# ASSIGNMENT:
Return each record exactly as it appears, so that nothing is dropped or altered.

Start of RECORDS SHOWN

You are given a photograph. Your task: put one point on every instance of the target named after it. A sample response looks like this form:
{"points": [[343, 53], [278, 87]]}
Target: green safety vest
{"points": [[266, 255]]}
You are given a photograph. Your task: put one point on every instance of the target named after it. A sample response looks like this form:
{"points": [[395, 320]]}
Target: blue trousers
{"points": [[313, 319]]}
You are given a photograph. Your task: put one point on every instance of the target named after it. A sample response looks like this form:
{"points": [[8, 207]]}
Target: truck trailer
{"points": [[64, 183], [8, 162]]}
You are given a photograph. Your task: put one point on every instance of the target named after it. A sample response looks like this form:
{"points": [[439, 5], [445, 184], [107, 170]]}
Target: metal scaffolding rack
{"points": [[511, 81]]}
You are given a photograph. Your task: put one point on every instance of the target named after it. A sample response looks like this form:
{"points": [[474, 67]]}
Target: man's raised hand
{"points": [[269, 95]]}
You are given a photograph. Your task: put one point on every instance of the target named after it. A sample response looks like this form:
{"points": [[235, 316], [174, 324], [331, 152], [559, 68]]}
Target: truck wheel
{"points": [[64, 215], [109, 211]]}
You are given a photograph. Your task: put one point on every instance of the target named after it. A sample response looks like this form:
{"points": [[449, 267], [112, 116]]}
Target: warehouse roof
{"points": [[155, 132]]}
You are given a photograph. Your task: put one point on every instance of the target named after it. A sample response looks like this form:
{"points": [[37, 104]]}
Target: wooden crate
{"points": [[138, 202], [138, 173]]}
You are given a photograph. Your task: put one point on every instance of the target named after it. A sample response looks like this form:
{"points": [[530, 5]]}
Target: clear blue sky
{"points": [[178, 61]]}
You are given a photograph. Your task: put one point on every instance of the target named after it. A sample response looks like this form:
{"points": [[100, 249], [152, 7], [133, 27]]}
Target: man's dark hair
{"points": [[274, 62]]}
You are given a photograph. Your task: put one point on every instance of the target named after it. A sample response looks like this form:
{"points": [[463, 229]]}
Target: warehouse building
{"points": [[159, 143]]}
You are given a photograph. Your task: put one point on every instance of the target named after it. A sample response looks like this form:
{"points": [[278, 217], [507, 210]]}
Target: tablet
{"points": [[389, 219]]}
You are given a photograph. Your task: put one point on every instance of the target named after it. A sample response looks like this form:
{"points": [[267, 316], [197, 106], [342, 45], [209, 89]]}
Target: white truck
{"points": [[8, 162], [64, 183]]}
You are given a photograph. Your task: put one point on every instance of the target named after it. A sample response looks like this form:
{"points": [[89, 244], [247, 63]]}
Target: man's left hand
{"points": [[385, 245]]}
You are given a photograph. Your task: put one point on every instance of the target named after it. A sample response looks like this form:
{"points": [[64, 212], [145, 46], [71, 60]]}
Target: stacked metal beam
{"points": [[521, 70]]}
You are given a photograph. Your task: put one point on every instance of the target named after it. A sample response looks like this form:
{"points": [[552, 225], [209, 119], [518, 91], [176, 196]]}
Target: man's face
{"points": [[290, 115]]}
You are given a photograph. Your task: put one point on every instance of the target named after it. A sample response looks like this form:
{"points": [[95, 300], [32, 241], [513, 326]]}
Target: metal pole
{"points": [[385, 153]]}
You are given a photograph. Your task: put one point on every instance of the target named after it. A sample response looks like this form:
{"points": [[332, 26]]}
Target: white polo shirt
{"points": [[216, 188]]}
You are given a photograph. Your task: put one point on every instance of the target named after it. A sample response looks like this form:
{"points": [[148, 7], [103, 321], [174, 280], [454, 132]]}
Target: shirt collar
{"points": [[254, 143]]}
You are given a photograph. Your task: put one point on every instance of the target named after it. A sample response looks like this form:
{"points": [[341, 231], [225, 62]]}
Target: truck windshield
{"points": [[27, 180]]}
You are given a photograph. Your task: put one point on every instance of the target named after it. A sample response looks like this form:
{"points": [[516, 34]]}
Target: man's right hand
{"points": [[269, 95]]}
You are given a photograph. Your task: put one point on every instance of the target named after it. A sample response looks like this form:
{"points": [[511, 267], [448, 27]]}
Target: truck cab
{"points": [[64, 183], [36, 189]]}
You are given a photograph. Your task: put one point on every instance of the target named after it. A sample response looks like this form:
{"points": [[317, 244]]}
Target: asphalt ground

End of RECORDS SHOWN

# REPLY TO THE EXERCISE:
You are given a photograph. Your task: put one point on every instance of the target named after it. A sample response looks like this form:
{"points": [[343, 53], [278, 87]]}
Target: green safety vest
{"points": [[266, 255]]}
You are given a photograph. Your task: put one point on every instance of the target named after it. A sample response looks like this form:
{"points": [[395, 320]]}
Target: blue trousers
{"points": [[313, 319]]}
You are given a photograph. Your task: put one point on every instance of the target named after it. A sample response looks like this form:
{"points": [[8, 207]]}
Target: truck trailer
{"points": [[64, 183], [8, 162]]}
You are given a photograph. Your task: put one point on every instance of the target named after it. A sample response looks like this form:
{"points": [[439, 5], [445, 184], [107, 170]]}
Target: metal scaffolding rack
{"points": [[511, 81]]}
You are given a photograph. Your task: put one point on every instance of the target named after it. A sample response looks like this form:
{"points": [[474, 67]]}
Target: man's raised hand
{"points": [[269, 95]]}
You are given a photograph. Your task: put one point on every instance of the target named after it. A sample response looks like this form:
{"points": [[235, 316], [174, 324], [331, 152], [559, 68]]}
Target: truck wheel
{"points": [[64, 215], [109, 211]]}
You are given a photograph. Your task: put one point on every instance of the target named after it. A sample response looks like this form:
{"points": [[449, 267], [112, 116]]}
Target: warehouse roof
{"points": [[155, 132]]}
You are given a photograph. Your task: put one point on every instance of the target named after it. A sample response looks like this form:
{"points": [[37, 104]]}
Target: wooden crate
{"points": [[138, 202], [138, 173]]}
You are given a photograph. Your task: put one point on every instance of the target named after it. A sample response looks like this form:
{"points": [[530, 5]]}
Target: clear blue sky
{"points": [[178, 61]]}
You are given a photograph. Your task: put one point on every instance of the target named after it. A sample response looks like this form:
{"points": [[100, 249], [152, 7], [133, 27]]}
Target: man's dark hair
{"points": [[274, 62]]}
You are given a photograph. Your task: put one point on every instance of the target named after it. A sample response looks like this form:
{"points": [[463, 229]]}
Target: warehouse building
{"points": [[159, 143]]}
You are given a photograph. Your task: put one point on every instance of the target named after it. A sample response looks like this form:
{"points": [[278, 217], [507, 210]]}
Target: tablet
{"points": [[389, 219]]}
You are given a photograph. Your task: put one point on every instance of the target named after it. A sample response looks like this form:
{"points": [[267, 316], [197, 106], [342, 45], [209, 89]]}
Target: white truck
{"points": [[8, 162], [64, 183]]}
You are given a photograph. Your task: put one point on every instance of the target named after it. A sample response looks like this form:
{"points": [[89, 244], [247, 63]]}
Target: man's left hand
{"points": [[385, 245]]}
You are given a photograph. Your task: put one point on every instance of the target named after it. A sample response looks like this form:
{"points": [[64, 212], [145, 46], [71, 60]]}
Target: stacked metal beam
{"points": [[521, 70]]}
You are given a photograph. Your task: put one point on every instance of the target named after it. A sample response looks like this form:
{"points": [[552, 225], [209, 119], [518, 91], [176, 196]]}
Target: man's face
{"points": [[290, 115]]}
You are given a photograph. Your task: put one point on every instance of the target named after it. A sample response looks like this form:
{"points": [[95, 300], [32, 241], [513, 326]]}
Target: metal pole
{"points": [[385, 153]]}
You are given a photograph. Your task: put one point on every instance of the target named after it. A sample response looks like this form:
{"points": [[332, 26]]}
Target: white polo shirt
{"points": [[216, 188]]}
You are given a photograph. Your task: put one point on every instance of the target named after it. A sample response looks like this form:
{"points": [[148, 7], [103, 321], [174, 280], [454, 132]]}
Target: shirt collar
{"points": [[254, 143]]}
You are given a photograph. Your task: put one point on every instance of the target named after it. A sample response looks like this form:
{"points": [[341, 231], [225, 62]]}
Target: truck windshield
{"points": [[27, 180]]}
You are given a photograph. Your task: put one point on every instance of the target named after it. A sample response looks like this form:
{"points": [[516, 34]]}
Target: man's right hand
{"points": [[269, 95]]}
You are given a photograph. Your task: put one point on every instance of the target named after it. A sample response looks like this form:
{"points": [[511, 267], [448, 27]]}
Target: truck cab
{"points": [[64, 183], [36, 189]]}
You are given a photograph. Your task: put one point on every instance of the target named after it. A sample response looks like this form:
{"points": [[317, 244]]}
Target: asphalt ground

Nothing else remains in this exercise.